* _Texte de la page_:
━━━

Conseil supérieur de la magistrature statuant comme conseil de discipline des magistrats du siège

Date
03/03/2006
Qualification(s) disciplinaire(s)
Manquement au devoir de délicatesse à l’égard des collègues, Manquement au devoir de délicatesse à l’égard des auxiliaires de justice, Manquement au devoir de délicatesse à l’égard des justiciables, Manquement au devoir de légalité (obligation de diligence), Manquement au devoir de légalité (obligation de rédaction des décisions), Manquement aux devoirs liés à l’état de magistrat (obligation d’assumer ses fonctions), Manquement au devoir de probité (devoir de maintenir la confiance du justiciable envers l’institution judiciaire)
Décision
Déplacement d'office
Mots-clés
Poursuites disciplinaires (droits de la défense)
Poursuites disciplinaires (non cumul des sanctions)
Avancement
Poursuites disciplinaires (saisine du CSM)

━━━

* _Données recueillies_:
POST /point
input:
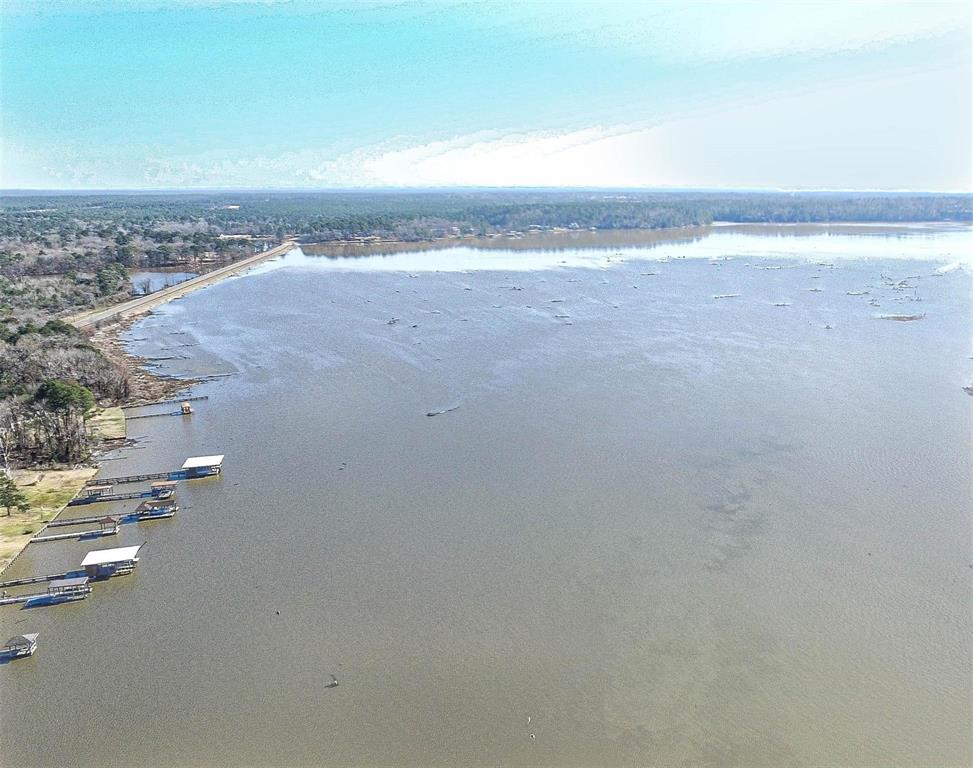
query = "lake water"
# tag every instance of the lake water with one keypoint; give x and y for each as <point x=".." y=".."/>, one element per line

━━━

Quelle sanction la décision disciplinaire du Conseil supérieur de la magistrature a-t-elle prononcée ? Ce matériel provient d'une autre source.

* _Résultat de l'exercice_:
Un déplacement d'office.